■ TASK DESCRIPTION
Give the entries below again, word for word, and leave out the images.

· · · · ·

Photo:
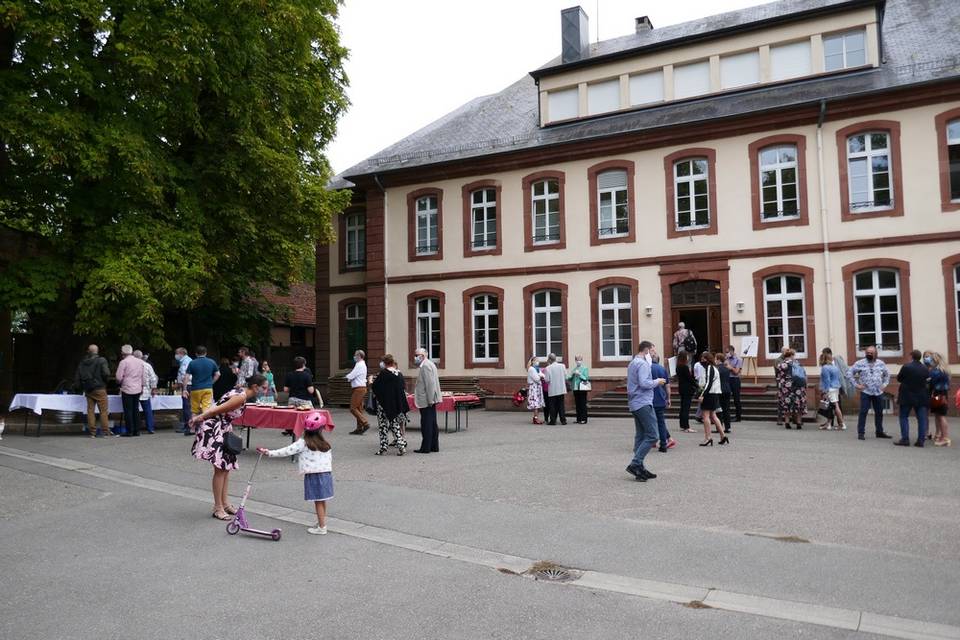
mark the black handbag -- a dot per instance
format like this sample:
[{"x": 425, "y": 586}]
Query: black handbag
[{"x": 232, "y": 443}]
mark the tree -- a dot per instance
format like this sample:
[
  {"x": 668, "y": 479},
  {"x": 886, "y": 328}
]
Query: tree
[{"x": 168, "y": 154}]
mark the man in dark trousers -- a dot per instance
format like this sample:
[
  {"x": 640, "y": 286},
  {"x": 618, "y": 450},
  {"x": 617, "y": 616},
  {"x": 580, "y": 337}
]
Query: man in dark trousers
[{"x": 913, "y": 395}]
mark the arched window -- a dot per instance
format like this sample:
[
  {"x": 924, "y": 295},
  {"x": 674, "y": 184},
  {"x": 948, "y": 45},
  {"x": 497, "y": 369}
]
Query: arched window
[
  {"x": 877, "y": 309},
  {"x": 547, "y": 323},
  {"x": 486, "y": 328}
]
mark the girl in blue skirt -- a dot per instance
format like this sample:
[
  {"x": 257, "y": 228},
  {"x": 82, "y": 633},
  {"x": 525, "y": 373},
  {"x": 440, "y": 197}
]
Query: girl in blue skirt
[{"x": 315, "y": 463}]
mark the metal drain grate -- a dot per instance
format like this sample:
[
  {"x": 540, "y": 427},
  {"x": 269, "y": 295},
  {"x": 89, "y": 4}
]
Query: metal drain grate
[{"x": 554, "y": 574}]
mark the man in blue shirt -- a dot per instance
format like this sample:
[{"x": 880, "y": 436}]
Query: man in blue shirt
[
  {"x": 202, "y": 372},
  {"x": 640, "y": 386}
]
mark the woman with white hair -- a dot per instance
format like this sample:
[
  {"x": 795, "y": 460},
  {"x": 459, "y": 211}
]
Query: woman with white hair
[{"x": 534, "y": 389}]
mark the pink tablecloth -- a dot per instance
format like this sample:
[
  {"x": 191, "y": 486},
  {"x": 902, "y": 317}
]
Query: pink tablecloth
[
  {"x": 275, "y": 418},
  {"x": 449, "y": 403}
]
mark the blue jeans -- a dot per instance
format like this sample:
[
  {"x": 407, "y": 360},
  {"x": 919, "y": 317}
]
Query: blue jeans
[
  {"x": 187, "y": 414},
  {"x": 147, "y": 410},
  {"x": 866, "y": 403},
  {"x": 662, "y": 424},
  {"x": 645, "y": 422},
  {"x": 921, "y": 412}
]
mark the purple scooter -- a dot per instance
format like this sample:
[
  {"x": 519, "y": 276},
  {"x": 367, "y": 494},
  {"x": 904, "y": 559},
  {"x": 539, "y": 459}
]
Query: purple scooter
[{"x": 239, "y": 522}]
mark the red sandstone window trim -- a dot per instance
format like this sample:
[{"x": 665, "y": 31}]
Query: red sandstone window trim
[
  {"x": 940, "y": 121},
  {"x": 528, "y": 180},
  {"x": 668, "y": 163},
  {"x": 592, "y": 175}
]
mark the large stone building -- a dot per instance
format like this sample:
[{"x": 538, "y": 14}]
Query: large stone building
[{"x": 789, "y": 171}]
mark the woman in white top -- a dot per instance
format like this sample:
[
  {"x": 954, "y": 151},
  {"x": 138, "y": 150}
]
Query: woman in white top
[
  {"x": 709, "y": 400},
  {"x": 534, "y": 389}
]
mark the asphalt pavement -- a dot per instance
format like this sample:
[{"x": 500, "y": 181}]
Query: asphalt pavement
[{"x": 803, "y": 517}]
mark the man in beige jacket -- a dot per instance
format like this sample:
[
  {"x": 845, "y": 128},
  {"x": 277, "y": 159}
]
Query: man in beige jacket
[{"x": 427, "y": 396}]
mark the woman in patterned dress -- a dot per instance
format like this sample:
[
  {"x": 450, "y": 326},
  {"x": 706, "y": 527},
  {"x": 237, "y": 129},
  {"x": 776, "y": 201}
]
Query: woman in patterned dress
[
  {"x": 214, "y": 423},
  {"x": 793, "y": 399},
  {"x": 534, "y": 389}
]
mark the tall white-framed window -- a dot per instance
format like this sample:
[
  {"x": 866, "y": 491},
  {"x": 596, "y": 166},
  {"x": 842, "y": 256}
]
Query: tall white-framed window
[
  {"x": 953, "y": 158},
  {"x": 356, "y": 240},
  {"x": 545, "y": 195},
  {"x": 868, "y": 172},
  {"x": 779, "y": 196},
  {"x": 547, "y": 323},
  {"x": 483, "y": 219},
  {"x": 428, "y": 239},
  {"x": 785, "y": 314},
  {"x": 428, "y": 326},
  {"x": 616, "y": 323},
  {"x": 691, "y": 193},
  {"x": 612, "y": 199},
  {"x": 877, "y": 309},
  {"x": 486, "y": 328},
  {"x": 845, "y": 50}
]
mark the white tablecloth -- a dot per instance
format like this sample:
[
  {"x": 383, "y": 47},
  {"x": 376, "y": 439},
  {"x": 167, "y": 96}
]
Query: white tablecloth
[{"x": 37, "y": 402}]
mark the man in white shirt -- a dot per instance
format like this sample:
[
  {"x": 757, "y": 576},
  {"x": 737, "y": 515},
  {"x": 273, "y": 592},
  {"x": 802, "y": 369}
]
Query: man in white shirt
[
  {"x": 556, "y": 390},
  {"x": 427, "y": 396},
  {"x": 358, "y": 385}
]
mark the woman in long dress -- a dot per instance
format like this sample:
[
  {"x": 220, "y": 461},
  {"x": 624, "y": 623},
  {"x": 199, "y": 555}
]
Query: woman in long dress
[
  {"x": 534, "y": 389},
  {"x": 214, "y": 424},
  {"x": 392, "y": 407}
]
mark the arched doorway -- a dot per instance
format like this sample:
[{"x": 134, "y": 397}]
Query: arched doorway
[{"x": 697, "y": 304}]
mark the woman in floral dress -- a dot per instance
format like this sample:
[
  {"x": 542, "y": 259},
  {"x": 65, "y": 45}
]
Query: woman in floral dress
[
  {"x": 534, "y": 389},
  {"x": 214, "y": 423},
  {"x": 793, "y": 399}
]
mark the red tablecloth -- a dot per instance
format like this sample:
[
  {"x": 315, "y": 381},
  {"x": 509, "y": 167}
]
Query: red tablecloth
[
  {"x": 449, "y": 403},
  {"x": 276, "y": 418}
]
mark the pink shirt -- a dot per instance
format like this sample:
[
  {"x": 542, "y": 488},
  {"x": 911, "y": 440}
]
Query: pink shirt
[{"x": 130, "y": 375}]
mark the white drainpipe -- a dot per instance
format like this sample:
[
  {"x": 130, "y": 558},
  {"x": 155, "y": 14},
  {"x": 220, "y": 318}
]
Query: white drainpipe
[{"x": 824, "y": 227}]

· · · · ·

■ THE COMPLETED TASK
Photo:
mark the black handbag -- a dot per instance
format like this sample:
[{"x": 425, "y": 586}]
Query: black handbag
[{"x": 232, "y": 443}]
mark the tree -- a dot per instance
format like this sample:
[
  {"x": 668, "y": 479},
  {"x": 886, "y": 328}
]
Query: tree
[{"x": 168, "y": 154}]
mark the man in dark trousers -- a dot per instance
format like this sample:
[
  {"x": 640, "y": 286},
  {"x": 618, "y": 450},
  {"x": 617, "y": 616},
  {"x": 580, "y": 337}
]
Query: man in dark trousers
[{"x": 913, "y": 395}]
mark the arched window -- a dot per instance
format like this sample:
[
  {"x": 924, "y": 295},
  {"x": 674, "y": 184},
  {"x": 948, "y": 45},
  {"x": 497, "y": 369}
]
Query: arched window
[
  {"x": 877, "y": 309},
  {"x": 547, "y": 323},
  {"x": 486, "y": 328}
]
mark the girl in blue skirt -- a dot per instance
format like this sample:
[
  {"x": 257, "y": 228},
  {"x": 82, "y": 633},
  {"x": 525, "y": 373},
  {"x": 440, "y": 197}
]
Query: girl in blue skirt
[{"x": 315, "y": 463}]
mark the metal drain grate -- a dot per instance
format like this sample:
[
  {"x": 540, "y": 427},
  {"x": 269, "y": 295},
  {"x": 89, "y": 4}
]
Query: metal drain grate
[{"x": 554, "y": 574}]
mark the man in blue shirt -- a dot per instance
format like this sample:
[{"x": 880, "y": 436}]
Query: man in blue shirt
[
  {"x": 202, "y": 372},
  {"x": 640, "y": 386}
]
mark the woman with white hair -- a dot per instance
format like this sample:
[
  {"x": 795, "y": 460},
  {"x": 459, "y": 211}
]
Query: woman with white hair
[{"x": 534, "y": 389}]
mark the pink tablecloth -- a dot per instance
format like this sample:
[
  {"x": 191, "y": 486},
  {"x": 902, "y": 317}
]
Query: pink tablecloth
[
  {"x": 275, "y": 418},
  {"x": 449, "y": 403}
]
mark the blue jeans -- a dot per instance
format like this sample:
[
  {"x": 407, "y": 360},
  {"x": 919, "y": 317}
]
Query: blue jeans
[
  {"x": 187, "y": 414},
  {"x": 147, "y": 410},
  {"x": 866, "y": 403},
  {"x": 662, "y": 424},
  {"x": 645, "y": 422},
  {"x": 921, "y": 412}
]
mark the purple scooter -- a dot per instance
format like this sample:
[
  {"x": 519, "y": 276},
  {"x": 367, "y": 494},
  {"x": 904, "y": 559},
  {"x": 539, "y": 459}
]
Query: purple scooter
[{"x": 239, "y": 522}]
mark the red sandstone window trim -- a dot per instance
format like this sample:
[{"x": 665, "y": 31}]
Query: red sandstone window trim
[
  {"x": 940, "y": 121},
  {"x": 528, "y": 180},
  {"x": 668, "y": 163},
  {"x": 592, "y": 175}
]
mark the large stone building -- a dot per instance
format like this sample:
[{"x": 538, "y": 14}]
Query: large stone building
[{"x": 789, "y": 171}]
mark the woman in white top -- a dot per instance
format like this sample:
[
  {"x": 954, "y": 151},
  {"x": 138, "y": 150}
]
Query: woman in white top
[
  {"x": 709, "y": 400},
  {"x": 534, "y": 389}
]
mark the asphalt pavement -- a dot per instance
format like this sample:
[{"x": 500, "y": 181}]
Query: asphalt pavement
[{"x": 803, "y": 517}]
mark the man in beige jacket -- a dot per instance
format like this sample:
[
  {"x": 845, "y": 128},
  {"x": 277, "y": 159}
]
Query: man in beige jacket
[{"x": 427, "y": 396}]
mark the woman in patterned dress -- a dot per instance
format like this sample:
[
  {"x": 450, "y": 326},
  {"x": 706, "y": 527},
  {"x": 237, "y": 129},
  {"x": 776, "y": 201}
]
Query: woman in patterned dress
[
  {"x": 214, "y": 423},
  {"x": 793, "y": 399},
  {"x": 534, "y": 389}
]
mark the tall white-framed window -- a dot per instance
format like this sample:
[
  {"x": 866, "y": 491},
  {"x": 596, "y": 166},
  {"x": 842, "y": 256}
]
Query: tall white-framed window
[
  {"x": 953, "y": 158},
  {"x": 356, "y": 240},
  {"x": 545, "y": 195},
  {"x": 868, "y": 172},
  {"x": 779, "y": 196},
  {"x": 547, "y": 323},
  {"x": 483, "y": 219},
  {"x": 428, "y": 239},
  {"x": 785, "y": 314},
  {"x": 428, "y": 326},
  {"x": 616, "y": 323},
  {"x": 691, "y": 193},
  {"x": 612, "y": 199},
  {"x": 877, "y": 309},
  {"x": 486, "y": 328},
  {"x": 845, "y": 50}
]
mark the white tablecloth -- a dot per instance
format like this sample:
[
  {"x": 383, "y": 47},
  {"x": 376, "y": 439},
  {"x": 167, "y": 96}
]
Query: white tablecloth
[{"x": 37, "y": 402}]
mark the man in white shirt -- a dot per instance
format like this sample:
[
  {"x": 757, "y": 576},
  {"x": 737, "y": 515},
  {"x": 273, "y": 592},
  {"x": 802, "y": 369}
]
Query: man in white shirt
[
  {"x": 556, "y": 390},
  {"x": 427, "y": 396},
  {"x": 358, "y": 385}
]
mark the woman in long dress -- a dot per instance
format like this sample:
[
  {"x": 220, "y": 461},
  {"x": 624, "y": 623},
  {"x": 199, "y": 555}
]
Query: woman in long dress
[
  {"x": 534, "y": 389},
  {"x": 214, "y": 424},
  {"x": 392, "y": 407}
]
mark the arched doorway -- a dot per instance
format like this sample:
[{"x": 134, "y": 397}]
Query: arched doorway
[{"x": 697, "y": 304}]
mark the woman in floral dress -- a dot per instance
format like this sample:
[
  {"x": 542, "y": 259},
  {"x": 65, "y": 45}
]
Query: woman in floral dress
[
  {"x": 534, "y": 389},
  {"x": 214, "y": 423},
  {"x": 793, "y": 399}
]
mark the red tablecloth -- a dot per instance
format like this sample:
[
  {"x": 315, "y": 381},
  {"x": 509, "y": 167}
]
Query: red tablecloth
[
  {"x": 449, "y": 403},
  {"x": 276, "y": 418}
]
mark the pink shirt -- a dot per instance
format like this sample:
[
  {"x": 542, "y": 488},
  {"x": 911, "y": 440}
]
Query: pink shirt
[{"x": 130, "y": 375}]
mark the white drainpipe -- a dot per instance
format like this sample:
[
  {"x": 130, "y": 558},
  {"x": 155, "y": 14},
  {"x": 220, "y": 318}
]
Query: white drainpipe
[{"x": 824, "y": 227}]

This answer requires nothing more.